*Exercise details:* Give the listing below again in full, exactly as written.

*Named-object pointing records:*
· · · ·

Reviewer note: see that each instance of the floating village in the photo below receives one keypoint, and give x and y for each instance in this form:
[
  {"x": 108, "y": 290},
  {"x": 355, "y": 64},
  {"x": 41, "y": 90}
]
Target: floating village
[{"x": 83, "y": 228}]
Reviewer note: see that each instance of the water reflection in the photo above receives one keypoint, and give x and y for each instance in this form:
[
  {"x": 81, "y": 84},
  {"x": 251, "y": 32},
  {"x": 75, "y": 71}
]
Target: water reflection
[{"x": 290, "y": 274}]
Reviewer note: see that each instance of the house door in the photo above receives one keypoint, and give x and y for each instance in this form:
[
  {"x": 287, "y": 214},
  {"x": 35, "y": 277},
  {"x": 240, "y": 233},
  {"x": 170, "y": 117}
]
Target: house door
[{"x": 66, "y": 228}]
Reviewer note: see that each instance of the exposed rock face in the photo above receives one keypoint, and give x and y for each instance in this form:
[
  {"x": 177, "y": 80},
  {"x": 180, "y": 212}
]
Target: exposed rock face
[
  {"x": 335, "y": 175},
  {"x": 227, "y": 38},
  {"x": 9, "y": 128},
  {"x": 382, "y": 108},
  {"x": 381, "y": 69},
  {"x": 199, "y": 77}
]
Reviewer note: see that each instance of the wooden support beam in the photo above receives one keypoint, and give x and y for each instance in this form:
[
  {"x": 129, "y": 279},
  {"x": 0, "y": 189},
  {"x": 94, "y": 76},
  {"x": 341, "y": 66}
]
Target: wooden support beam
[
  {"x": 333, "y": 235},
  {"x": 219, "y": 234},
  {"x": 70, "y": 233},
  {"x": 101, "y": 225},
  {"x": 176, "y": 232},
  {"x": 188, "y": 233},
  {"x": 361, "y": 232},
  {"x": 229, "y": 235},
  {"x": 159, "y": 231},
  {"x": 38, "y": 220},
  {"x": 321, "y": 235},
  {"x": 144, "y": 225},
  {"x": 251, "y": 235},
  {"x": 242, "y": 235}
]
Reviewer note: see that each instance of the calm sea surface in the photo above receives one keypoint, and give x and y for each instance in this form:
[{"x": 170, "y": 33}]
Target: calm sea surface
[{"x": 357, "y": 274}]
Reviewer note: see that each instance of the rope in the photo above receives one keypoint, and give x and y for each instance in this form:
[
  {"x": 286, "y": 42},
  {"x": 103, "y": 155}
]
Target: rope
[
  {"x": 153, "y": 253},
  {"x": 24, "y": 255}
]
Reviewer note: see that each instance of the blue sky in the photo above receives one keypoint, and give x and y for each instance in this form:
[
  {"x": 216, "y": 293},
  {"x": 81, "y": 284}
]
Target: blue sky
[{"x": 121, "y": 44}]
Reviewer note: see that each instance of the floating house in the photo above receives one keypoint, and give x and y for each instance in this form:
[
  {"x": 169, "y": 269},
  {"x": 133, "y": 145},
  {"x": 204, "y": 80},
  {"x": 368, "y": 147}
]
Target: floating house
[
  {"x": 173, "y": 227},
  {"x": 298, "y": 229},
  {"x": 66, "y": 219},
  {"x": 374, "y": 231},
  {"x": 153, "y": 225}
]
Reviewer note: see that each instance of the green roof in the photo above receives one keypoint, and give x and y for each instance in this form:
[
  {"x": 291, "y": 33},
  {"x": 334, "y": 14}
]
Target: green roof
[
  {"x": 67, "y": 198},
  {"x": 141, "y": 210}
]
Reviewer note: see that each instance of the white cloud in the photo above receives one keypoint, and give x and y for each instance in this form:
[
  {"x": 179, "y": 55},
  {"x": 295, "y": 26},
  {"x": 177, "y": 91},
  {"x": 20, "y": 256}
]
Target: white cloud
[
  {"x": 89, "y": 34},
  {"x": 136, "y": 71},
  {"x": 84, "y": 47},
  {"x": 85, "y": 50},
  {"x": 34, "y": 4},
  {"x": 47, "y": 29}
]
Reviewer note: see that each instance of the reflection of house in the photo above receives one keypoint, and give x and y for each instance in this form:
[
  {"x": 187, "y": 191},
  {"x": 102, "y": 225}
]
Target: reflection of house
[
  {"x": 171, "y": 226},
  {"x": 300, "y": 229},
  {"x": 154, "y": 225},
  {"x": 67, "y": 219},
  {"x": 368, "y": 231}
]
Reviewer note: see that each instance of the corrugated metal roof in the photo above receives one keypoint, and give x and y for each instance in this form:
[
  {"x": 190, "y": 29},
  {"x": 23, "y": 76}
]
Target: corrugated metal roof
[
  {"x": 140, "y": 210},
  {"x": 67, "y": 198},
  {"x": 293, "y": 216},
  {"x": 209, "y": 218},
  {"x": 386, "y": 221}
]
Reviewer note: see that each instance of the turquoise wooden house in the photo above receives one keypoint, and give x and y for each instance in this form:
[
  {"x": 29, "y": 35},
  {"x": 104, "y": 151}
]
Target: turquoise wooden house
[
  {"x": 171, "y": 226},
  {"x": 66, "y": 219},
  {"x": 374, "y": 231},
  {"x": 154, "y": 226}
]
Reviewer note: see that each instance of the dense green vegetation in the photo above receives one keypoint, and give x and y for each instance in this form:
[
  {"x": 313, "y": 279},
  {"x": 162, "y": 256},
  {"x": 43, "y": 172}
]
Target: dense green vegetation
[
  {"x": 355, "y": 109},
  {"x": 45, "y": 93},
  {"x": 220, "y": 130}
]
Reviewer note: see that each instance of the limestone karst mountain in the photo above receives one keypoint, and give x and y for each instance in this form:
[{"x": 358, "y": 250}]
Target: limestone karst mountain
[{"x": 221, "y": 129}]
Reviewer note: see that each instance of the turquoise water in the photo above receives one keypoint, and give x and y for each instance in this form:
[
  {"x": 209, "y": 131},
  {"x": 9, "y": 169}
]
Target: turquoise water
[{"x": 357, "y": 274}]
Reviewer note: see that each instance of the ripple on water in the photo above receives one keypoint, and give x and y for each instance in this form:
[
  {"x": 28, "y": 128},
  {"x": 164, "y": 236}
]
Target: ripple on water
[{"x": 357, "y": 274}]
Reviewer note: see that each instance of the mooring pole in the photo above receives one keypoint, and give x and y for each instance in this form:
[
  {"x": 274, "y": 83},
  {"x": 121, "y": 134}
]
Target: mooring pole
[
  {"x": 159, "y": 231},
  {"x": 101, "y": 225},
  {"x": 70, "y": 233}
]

· · · ·

*Solution to the problem:*
Reviewer note: see that each instance of the floating village in the photo below receives one keypoint, and give x and y for each instance in this form:
[
  {"x": 108, "y": 290},
  {"x": 355, "y": 64},
  {"x": 41, "y": 90}
]
Target: floating village
[{"x": 83, "y": 228}]
Reviewer note: see that each instance of the water reflection in the photo above receives one keypoint, and give x and y for each instance in this form:
[
  {"x": 81, "y": 84},
  {"x": 251, "y": 32},
  {"x": 75, "y": 71}
]
Target: water reflection
[{"x": 290, "y": 274}]
Reviewer note: see that each instance of the house door in the photo above receives one keypoint, and give x and y for each instance in this form:
[
  {"x": 287, "y": 214},
  {"x": 35, "y": 277},
  {"x": 240, "y": 233},
  {"x": 170, "y": 117}
]
Target: house door
[{"x": 66, "y": 228}]
Reviewer note: see that each instance of the exposed rock face in the photo above receives one keypoint, and give x and y for each instance in this form:
[
  {"x": 177, "y": 80},
  {"x": 180, "y": 212}
]
Target: exposed rock face
[
  {"x": 335, "y": 175},
  {"x": 227, "y": 38},
  {"x": 9, "y": 128},
  {"x": 382, "y": 108},
  {"x": 381, "y": 69},
  {"x": 199, "y": 77}
]
Reviewer note: see that each instance of the wooden support beam in the photo above receives one keypoint, and give x and y for each instance in this form:
[
  {"x": 129, "y": 279},
  {"x": 0, "y": 189},
  {"x": 94, "y": 76},
  {"x": 341, "y": 66}
]
Target: wooden support beam
[
  {"x": 333, "y": 235},
  {"x": 219, "y": 234},
  {"x": 70, "y": 233},
  {"x": 101, "y": 225},
  {"x": 176, "y": 232},
  {"x": 188, "y": 233},
  {"x": 361, "y": 232},
  {"x": 229, "y": 235},
  {"x": 159, "y": 231},
  {"x": 38, "y": 220},
  {"x": 321, "y": 235},
  {"x": 144, "y": 225},
  {"x": 251, "y": 235},
  {"x": 242, "y": 235}
]
Reviewer note: see that each instance of the calm sea surface in the photo above receives one keypoint, and give x and y for each instance in this form:
[{"x": 170, "y": 33}]
Target: calm sea surface
[{"x": 357, "y": 274}]
Reviewer note: see that each instance of the rope in the photo above receives one keypoint, and give x and y for each instance in this form:
[
  {"x": 286, "y": 42},
  {"x": 103, "y": 155}
]
Target: rope
[
  {"x": 153, "y": 253},
  {"x": 24, "y": 255}
]
Reviewer note: see that each instance of the blue sky in the photo above receives one keypoint, and give x and y for each instance in this form:
[
  {"x": 216, "y": 293},
  {"x": 81, "y": 284}
]
Target: blue sky
[{"x": 121, "y": 44}]
Reviewer note: see that each instance of the floating house in the photo above receives one keypoint, and give x and y for each instance in this form:
[
  {"x": 169, "y": 269},
  {"x": 133, "y": 145},
  {"x": 204, "y": 80},
  {"x": 368, "y": 147}
]
Target: floating house
[
  {"x": 173, "y": 227},
  {"x": 298, "y": 229},
  {"x": 66, "y": 219},
  {"x": 374, "y": 231},
  {"x": 153, "y": 225}
]
Reviewer note: see that each instance of the green roof in the photo above receives one keypoint, and give x and y for each instance in this form:
[
  {"x": 291, "y": 33},
  {"x": 334, "y": 14}
]
Target: green roof
[
  {"x": 67, "y": 198},
  {"x": 141, "y": 210}
]
Reviewer note: see that each instance of the white cloud in the photo above receives one keypoint, and give x and y for each instance in this form:
[
  {"x": 179, "y": 55},
  {"x": 295, "y": 26},
  {"x": 177, "y": 91},
  {"x": 20, "y": 256}
]
Target: white cloud
[
  {"x": 89, "y": 34},
  {"x": 136, "y": 71},
  {"x": 84, "y": 47},
  {"x": 85, "y": 50},
  {"x": 34, "y": 4},
  {"x": 47, "y": 29}
]
Reviewer note: see that each instance of the reflection of house in the photo above receives one keypoint, and give x and y for each instance in this form:
[
  {"x": 187, "y": 191},
  {"x": 102, "y": 225}
]
Target: reflection of house
[
  {"x": 171, "y": 226},
  {"x": 300, "y": 229},
  {"x": 154, "y": 225},
  {"x": 67, "y": 219},
  {"x": 368, "y": 231}
]
Reviewer note: see that each instance of the corrugated metal roof in the photo above receives one keypoint, and give x and y for each instance in this form:
[
  {"x": 190, "y": 29},
  {"x": 23, "y": 76}
]
Target: corrugated metal roof
[
  {"x": 140, "y": 210},
  {"x": 67, "y": 198},
  {"x": 293, "y": 216},
  {"x": 209, "y": 218},
  {"x": 386, "y": 221}
]
Reviewer note: see that each instance of the turquoise wooden house in the photo above receives one keypoint, and give x and y for each instance in this form:
[
  {"x": 29, "y": 35},
  {"x": 104, "y": 151}
]
Target: turquoise wooden house
[
  {"x": 171, "y": 226},
  {"x": 66, "y": 219},
  {"x": 374, "y": 231},
  {"x": 154, "y": 226}
]
Reviewer note: see that each instance of the dense green vegetation in the photo above receives one keypoint, and give x and y for each instance in this form:
[
  {"x": 313, "y": 279},
  {"x": 162, "y": 256},
  {"x": 43, "y": 172}
]
Target: dense green vegetation
[
  {"x": 355, "y": 109},
  {"x": 45, "y": 93},
  {"x": 220, "y": 130}
]
Reviewer note: see that each instance of the limestone karst mountain in the photo above receives one keypoint, and give x and y for each instance in this form:
[{"x": 358, "y": 250}]
Target: limestone karst mountain
[{"x": 221, "y": 129}]
Reviewer note: see that each instance of the turquoise water in the photo above receives one keypoint, and give x and y for each instance in this form:
[
  {"x": 209, "y": 131},
  {"x": 9, "y": 169}
]
Target: turquoise water
[{"x": 357, "y": 274}]
Reviewer note: see that each instance of the ripple on water in the photo above receives one keypoint, and give x and y for each instance in this form:
[
  {"x": 28, "y": 128},
  {"x": 164, "y": 236}
]
Target: ripple on water
[{"x": 357, "y": 274}]
Reviewer note: see that each instance of the mooring pole in the photo above receives one keypoint, and give x and y for each instance in this form:
[
  {"x": 274, "y": 83},
  {"x": 121, "y": 134}
]
Target: mooring pole
[
  {"x": 159, "y": 231},
  {"x": 101, "y": 225},
  {"x": 70, "y": 233}
]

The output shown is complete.